Stored dataset items
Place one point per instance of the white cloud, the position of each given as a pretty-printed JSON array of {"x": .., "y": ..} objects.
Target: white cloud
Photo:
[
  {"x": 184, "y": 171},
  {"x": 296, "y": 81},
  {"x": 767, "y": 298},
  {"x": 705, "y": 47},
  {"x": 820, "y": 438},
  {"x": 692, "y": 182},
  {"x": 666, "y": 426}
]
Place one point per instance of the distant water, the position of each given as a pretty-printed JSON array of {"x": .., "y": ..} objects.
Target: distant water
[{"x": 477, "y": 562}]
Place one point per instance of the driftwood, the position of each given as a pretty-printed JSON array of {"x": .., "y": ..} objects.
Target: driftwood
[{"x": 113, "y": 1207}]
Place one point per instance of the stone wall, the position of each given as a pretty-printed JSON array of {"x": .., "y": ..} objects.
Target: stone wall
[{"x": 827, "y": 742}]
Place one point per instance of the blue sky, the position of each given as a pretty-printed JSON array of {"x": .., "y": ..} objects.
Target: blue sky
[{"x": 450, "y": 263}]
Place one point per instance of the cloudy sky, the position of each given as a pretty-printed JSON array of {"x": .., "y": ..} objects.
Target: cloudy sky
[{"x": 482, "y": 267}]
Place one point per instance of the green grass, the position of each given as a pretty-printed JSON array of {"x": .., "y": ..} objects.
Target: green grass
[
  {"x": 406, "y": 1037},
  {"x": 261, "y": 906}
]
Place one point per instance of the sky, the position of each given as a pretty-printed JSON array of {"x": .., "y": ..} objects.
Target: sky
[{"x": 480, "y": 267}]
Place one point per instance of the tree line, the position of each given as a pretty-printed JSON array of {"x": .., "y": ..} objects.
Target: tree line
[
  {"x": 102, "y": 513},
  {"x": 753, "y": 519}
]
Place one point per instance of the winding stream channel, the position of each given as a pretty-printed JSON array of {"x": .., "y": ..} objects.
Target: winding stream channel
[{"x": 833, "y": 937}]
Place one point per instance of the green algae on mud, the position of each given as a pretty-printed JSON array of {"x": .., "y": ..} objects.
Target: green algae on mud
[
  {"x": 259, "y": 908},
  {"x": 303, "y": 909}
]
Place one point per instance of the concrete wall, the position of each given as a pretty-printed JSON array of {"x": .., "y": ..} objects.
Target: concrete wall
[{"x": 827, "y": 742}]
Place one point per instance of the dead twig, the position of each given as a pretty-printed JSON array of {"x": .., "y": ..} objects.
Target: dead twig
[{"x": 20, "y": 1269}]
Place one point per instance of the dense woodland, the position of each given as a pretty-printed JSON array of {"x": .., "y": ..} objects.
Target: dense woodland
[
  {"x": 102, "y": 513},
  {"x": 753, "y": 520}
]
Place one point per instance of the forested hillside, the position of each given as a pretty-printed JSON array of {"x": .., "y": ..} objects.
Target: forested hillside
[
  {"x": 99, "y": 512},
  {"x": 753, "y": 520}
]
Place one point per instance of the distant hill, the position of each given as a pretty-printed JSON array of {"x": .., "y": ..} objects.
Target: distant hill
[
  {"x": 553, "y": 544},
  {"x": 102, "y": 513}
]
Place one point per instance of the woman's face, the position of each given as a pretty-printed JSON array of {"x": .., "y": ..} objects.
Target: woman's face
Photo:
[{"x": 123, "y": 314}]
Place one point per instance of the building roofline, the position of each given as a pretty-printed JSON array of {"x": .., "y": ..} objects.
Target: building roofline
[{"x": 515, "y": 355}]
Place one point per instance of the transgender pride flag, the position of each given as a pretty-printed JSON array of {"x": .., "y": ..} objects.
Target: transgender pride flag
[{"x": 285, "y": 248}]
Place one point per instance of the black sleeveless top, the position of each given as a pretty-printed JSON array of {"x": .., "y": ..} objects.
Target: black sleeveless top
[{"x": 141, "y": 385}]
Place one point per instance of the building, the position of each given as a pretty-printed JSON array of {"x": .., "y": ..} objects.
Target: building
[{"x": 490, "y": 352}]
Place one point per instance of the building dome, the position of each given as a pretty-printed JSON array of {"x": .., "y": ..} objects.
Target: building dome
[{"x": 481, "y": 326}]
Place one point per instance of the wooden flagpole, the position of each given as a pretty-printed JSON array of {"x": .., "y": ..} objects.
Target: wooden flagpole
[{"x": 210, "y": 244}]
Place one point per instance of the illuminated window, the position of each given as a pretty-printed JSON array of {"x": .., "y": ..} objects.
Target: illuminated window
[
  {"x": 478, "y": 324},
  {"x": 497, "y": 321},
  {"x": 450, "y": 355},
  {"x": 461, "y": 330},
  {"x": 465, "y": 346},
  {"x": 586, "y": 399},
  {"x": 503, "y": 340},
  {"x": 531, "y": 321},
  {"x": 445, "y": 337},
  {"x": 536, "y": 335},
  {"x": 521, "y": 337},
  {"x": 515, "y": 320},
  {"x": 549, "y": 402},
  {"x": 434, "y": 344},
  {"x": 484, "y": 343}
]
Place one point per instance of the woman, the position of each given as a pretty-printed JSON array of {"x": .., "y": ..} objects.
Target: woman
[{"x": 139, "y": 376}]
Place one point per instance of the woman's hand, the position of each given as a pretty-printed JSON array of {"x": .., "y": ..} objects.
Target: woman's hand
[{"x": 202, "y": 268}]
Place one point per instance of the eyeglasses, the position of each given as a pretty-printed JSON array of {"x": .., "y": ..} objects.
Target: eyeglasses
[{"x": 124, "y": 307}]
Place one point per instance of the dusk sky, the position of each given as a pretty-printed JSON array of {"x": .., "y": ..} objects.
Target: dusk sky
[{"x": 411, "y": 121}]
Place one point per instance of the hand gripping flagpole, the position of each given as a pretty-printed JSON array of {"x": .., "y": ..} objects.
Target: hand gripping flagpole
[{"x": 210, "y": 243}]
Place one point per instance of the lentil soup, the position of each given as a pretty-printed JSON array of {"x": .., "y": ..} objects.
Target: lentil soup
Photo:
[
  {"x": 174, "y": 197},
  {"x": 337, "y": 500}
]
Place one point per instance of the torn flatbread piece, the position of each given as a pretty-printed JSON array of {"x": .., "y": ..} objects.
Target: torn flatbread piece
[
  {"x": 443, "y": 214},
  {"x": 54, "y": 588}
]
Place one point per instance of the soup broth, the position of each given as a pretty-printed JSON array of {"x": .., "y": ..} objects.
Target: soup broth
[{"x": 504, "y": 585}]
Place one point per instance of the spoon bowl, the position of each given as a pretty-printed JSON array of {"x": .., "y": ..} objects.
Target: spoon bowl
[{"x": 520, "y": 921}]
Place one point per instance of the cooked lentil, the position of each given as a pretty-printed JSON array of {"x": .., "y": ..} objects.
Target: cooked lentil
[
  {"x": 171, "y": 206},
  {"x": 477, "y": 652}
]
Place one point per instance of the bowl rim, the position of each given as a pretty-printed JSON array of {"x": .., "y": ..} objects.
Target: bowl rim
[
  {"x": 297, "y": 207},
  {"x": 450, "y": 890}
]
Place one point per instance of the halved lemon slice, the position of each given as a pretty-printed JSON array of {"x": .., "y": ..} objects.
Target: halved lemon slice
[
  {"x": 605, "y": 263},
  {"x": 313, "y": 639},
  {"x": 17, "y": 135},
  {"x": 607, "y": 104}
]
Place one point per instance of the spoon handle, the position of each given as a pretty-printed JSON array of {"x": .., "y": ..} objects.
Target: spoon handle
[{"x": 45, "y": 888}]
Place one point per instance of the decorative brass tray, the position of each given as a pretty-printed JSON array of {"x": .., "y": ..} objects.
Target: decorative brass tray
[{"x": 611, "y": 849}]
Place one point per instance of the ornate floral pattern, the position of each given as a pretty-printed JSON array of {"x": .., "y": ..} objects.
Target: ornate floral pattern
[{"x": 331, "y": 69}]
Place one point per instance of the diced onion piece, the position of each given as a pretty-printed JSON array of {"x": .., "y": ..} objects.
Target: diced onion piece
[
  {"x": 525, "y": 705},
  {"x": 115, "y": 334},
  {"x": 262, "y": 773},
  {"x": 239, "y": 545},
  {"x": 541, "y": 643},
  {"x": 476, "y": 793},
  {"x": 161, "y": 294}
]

■ Work order
Each line of the records that holds the word "white" should be copied out.

■ Solution for this exercise
Place one point per instance of the white cloud, the position of each given as a pretty-printed JSON array of {"x": .., "y": ..} objects.
Target: white cloud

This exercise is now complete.